| Written task |
Reproduce all of the records below, replacing every occurrence of "place a dot on each instance" with "mark every instance" and leaving everything else unchanged.
===== Recorded information =====
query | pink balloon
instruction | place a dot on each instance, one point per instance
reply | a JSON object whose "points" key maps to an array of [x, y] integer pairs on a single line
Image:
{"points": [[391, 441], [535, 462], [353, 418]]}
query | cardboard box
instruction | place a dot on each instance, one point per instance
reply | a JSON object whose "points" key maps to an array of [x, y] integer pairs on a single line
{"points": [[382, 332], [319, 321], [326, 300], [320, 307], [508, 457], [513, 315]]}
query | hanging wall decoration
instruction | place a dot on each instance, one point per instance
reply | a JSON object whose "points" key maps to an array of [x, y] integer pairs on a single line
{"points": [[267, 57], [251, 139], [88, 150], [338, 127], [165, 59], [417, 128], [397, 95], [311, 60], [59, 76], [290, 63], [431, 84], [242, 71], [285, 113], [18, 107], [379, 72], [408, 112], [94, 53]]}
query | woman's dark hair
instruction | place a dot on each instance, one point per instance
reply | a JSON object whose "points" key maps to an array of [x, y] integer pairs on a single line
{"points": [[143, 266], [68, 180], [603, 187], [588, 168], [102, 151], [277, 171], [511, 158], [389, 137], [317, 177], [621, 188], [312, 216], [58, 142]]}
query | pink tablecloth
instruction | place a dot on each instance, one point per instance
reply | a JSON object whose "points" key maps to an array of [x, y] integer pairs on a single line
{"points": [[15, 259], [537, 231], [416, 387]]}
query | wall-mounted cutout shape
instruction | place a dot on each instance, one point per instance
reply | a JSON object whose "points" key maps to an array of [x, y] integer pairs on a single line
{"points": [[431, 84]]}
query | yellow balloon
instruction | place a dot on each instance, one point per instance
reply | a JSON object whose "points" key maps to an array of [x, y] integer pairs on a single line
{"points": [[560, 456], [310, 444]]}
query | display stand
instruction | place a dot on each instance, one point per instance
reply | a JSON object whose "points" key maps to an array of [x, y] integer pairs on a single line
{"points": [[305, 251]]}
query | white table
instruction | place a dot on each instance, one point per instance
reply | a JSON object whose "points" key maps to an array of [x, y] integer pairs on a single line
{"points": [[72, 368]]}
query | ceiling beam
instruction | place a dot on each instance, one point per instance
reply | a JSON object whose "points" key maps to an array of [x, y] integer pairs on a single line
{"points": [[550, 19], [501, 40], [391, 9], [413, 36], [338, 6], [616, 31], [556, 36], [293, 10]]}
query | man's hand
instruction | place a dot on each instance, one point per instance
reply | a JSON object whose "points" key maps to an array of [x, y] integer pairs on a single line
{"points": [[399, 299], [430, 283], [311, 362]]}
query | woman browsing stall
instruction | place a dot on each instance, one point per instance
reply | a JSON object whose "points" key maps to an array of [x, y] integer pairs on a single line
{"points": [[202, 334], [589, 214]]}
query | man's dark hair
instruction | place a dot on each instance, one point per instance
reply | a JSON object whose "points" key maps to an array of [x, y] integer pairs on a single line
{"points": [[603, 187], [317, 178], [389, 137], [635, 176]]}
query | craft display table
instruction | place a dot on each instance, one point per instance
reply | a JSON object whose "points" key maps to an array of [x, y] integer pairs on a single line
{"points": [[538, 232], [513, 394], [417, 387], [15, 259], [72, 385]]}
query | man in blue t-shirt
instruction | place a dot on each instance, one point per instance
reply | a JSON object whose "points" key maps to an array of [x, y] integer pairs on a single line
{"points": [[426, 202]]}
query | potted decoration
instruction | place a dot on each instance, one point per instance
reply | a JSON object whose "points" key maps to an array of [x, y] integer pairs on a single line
=====
| Complete output |
query | pink balloon
instruction | mark every instance, one point per instance
reply | a JSON object whose "points" key maps to an array of [x, y] integer pairs on a single line
Image:
{"points": [[391, 441], [535, 462], [353, 418]]}
query | cardboard box
instruction | mark every instance, one point per instance
reply | a JSON object whose "points" key maps to an array of [x, y] integer pairs on a single line
{"points": [[382, 332], [319, 321], [326, 300], [320, 307], [508, 457], [513, 315]]}
query | hanging wall decoration
instruction | mark every instance, one point per instance
reply | a JSON object whose "points" key maps to an array of [x, y] integer pairs on a single line
{"points": [[267, 57], [251, 139], [88, 150], [338, 127], [165, 59], [417, 128], [397, 95], [311, 60], [59, 76], [290, 63], [431, 84], [242, 71], [285, 113], [18, 107], [379, 72], [408, 112], [94, 53]]}
query | woman's dark hair
instruction | mark every instance, one point per instance
reply | a JSON object whose "points" key maps to an array of [x, y] integer pairs on a single line
{"points": [[143, 266], [68, 180], [603, 187], [588, 168], [102, 151], [277, 171], [511, 158], [389, 137], [317, 177], [621, 188], [312, 216], [58, 142]]}
query | pink tablecloth
instruction | mark every instance, one point per instance
reply | a JSON object whose "points" key maps to an array of [x, y] integer pairs on a single line
{"points": [[15, 259], [537, 231], [416, 387]]}
query | wall-mounted cutout shape
instruction | mark every instance, one point per instance
reply | a JSON object whose "points" key maps to an array of [x, y] integer pairs on a single line
{"points": [[431, 84]]}
query | yellow balloon
instruction | mark every instance, one point per instance
reply | a JSON object whose "points" key maps to an array of [x, y] integer pairs on a single line
{"points": [[560, 456], [310, 444]]}
query | display stand
instruction | mark every instance, one point per instance
reply | a JSON object whose "points" key maps to an array of [x, y] integer pairs on a single line
{"points": [[305, 251]]}
query | white table
instruction | mark every instance, one point per instance
reply | a JSON object whose "points" key maps to an array of [x, y] integer pairs on a single line
{"points": [[72, 368]]}
query | ceiling beam
instruction | mark every instance, one point per instance
reply | a JSON object whose "points" key maps to an array of [x, y] integer pairs on a single line
{"points": [[550, 19], [501, 40], [391, 9], [413, 36], [338, 6], [616, 31], [556, 36], [293, 10]]}
query | man's hand
instruction | mark every instance, one point per instance
reply | a JSON object whose "points" key maps to an array of [x, y] integer pairs on a single line
{"points": [[399, 299], [430, 283], [311, 362]]}
query | woman browsing stall
instruction | mark every instance, one point per instance
reply | a JSON object whose "points" key maps to an array of [x, y] integer pairs on a single line
{"points": [[202, 334], [589, 214]]}
query | man's dark hair
instruction | mark every instance, one point per instance
reply | a JSON object whose "points" key maps to an array of [x, y] integer pairs on a single line
{"points": [[603, 187], [317, 178], [389, 137], [635, 176]]}
query | craft display table
instruction | mark every instance, one point per instance
reply | a JSON object whose "points" key maps to an array of [x, y] integer pairs on a single line
{"points": [[538, 232], [513, 394], [417, 387], [15, 259], [72, 385]]}
query | man in blue t-shirt
instruction | mark every instance, one point per instance
reply | a JSON object whose "points" key maps to an array of [x, y] integer pairs on a single line
{"points": [[426, 202]]}
query | potted decoration
instruction | mark every instance, one point per instance
reply | a JSON object whose "points" key maps to an array of [x, y] integer pairs on a single line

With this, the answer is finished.